== Stated problem ==
Rewrite every line of the entries below as a Markdown table with the columns Row and Line, numbering each row and dropping any blank lines.

Outline annotation entries:
· · ·
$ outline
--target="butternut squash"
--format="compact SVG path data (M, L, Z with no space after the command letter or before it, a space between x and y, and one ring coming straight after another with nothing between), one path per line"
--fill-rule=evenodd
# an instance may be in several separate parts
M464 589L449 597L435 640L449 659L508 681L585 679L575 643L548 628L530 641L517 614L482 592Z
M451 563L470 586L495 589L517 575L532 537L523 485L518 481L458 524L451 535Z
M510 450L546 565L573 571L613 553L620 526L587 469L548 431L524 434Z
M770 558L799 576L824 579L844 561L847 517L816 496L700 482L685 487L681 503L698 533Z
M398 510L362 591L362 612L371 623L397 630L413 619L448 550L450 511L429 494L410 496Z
· · ·
== Finished exercise ==
| Row | Line |
|---|---|
| 1 | $ outline |
| 2 | --target="butternut squash" |
| 3 | --format="compact SVG path data (M, L, Z with no space after the command letter or before it, a space between x and y, and one ring coming straight after another with nothing between), one path per line" |
| 4 | --fill-rule=evenodd |
| 5 | # an instance may be in several separate parts |
| 6 | M464 589L449 597L435 640L449 659L508 681L585 679L575 643L548 628L530 641L517 614L482 592Z |
| 7 | M451 563L470 586L495 589L517 575L532 537L523 485L518 481L458 524L451 535Z |
| 8 | M510 450L546 565L573 571L613 553L620 526L587 469L548 431L524 434Z |
| 9 | M770 558L799 576L824 579L844 561L847 517L816 496L700 482L685 487L681 503L698 533Z |
| 10 | M398 510L362 591L362 612L371 623L397 630L413 619L448 550L450 511L429 494L410 496Z |